[What to produce]
Find every line in the records below that contains the word "dark", and copy each of those lines.

(Coordinate annotation records)
= = =
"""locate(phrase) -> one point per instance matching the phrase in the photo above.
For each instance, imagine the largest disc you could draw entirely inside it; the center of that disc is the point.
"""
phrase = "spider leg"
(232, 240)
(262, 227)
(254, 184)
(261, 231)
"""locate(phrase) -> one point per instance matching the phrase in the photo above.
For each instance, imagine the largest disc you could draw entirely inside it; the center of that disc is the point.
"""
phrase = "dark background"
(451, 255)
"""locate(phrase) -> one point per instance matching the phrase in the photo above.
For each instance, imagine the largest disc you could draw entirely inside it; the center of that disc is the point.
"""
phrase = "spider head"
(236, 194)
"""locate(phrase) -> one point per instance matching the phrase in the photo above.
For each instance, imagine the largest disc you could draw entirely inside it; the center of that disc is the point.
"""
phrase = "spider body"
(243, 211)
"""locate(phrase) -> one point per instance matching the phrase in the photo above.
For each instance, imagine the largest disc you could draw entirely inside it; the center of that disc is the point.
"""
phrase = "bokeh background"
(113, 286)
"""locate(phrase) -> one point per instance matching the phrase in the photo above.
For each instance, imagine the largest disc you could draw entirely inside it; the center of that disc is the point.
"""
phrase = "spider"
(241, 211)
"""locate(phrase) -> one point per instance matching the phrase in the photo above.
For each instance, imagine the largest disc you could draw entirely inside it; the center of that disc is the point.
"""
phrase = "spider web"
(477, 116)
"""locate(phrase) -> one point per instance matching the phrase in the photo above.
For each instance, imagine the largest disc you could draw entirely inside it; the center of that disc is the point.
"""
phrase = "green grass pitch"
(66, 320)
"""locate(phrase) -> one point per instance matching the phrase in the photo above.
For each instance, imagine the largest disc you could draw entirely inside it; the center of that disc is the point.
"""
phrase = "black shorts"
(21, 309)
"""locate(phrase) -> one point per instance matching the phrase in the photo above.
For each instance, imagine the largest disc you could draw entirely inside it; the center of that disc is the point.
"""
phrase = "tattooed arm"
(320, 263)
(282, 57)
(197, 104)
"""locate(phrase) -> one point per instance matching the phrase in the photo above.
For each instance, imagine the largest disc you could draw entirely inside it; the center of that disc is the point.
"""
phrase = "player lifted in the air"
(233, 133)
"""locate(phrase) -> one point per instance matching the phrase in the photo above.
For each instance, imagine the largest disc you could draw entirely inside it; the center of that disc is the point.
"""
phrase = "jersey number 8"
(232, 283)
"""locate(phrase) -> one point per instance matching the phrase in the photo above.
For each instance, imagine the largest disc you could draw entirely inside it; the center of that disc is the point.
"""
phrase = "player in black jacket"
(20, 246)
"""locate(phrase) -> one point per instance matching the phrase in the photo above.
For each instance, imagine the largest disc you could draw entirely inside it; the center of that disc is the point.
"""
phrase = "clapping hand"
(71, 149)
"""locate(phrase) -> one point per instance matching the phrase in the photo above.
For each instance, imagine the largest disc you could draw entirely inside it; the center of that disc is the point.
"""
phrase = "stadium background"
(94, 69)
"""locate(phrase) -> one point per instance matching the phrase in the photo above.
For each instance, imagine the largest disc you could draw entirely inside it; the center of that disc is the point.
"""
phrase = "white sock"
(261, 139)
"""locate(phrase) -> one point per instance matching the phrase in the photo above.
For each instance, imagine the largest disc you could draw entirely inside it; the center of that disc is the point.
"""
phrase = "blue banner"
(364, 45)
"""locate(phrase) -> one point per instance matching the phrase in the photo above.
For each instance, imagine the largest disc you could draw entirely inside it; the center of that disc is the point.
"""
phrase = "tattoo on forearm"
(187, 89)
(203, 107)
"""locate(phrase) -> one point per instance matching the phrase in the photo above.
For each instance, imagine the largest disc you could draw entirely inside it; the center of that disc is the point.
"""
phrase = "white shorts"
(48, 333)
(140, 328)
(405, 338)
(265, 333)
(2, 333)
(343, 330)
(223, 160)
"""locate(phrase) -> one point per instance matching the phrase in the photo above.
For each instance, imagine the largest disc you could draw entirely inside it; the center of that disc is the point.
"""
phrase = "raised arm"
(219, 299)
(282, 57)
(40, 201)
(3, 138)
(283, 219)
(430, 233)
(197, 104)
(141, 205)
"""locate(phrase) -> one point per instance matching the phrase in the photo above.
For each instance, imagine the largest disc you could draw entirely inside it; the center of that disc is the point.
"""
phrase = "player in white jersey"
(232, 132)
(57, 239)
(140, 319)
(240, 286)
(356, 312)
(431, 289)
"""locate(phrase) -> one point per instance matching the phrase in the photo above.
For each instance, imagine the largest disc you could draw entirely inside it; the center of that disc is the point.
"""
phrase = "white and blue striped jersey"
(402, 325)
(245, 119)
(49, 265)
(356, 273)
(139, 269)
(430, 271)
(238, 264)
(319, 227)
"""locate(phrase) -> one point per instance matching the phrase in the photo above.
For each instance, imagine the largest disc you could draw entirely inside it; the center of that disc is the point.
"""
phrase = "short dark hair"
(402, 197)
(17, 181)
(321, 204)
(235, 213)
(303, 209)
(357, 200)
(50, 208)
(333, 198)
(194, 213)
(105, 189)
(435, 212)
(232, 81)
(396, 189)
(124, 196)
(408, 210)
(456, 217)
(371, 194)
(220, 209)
= = =
[Answer below]
phrase = "dark background"
phrase = "short dark hair"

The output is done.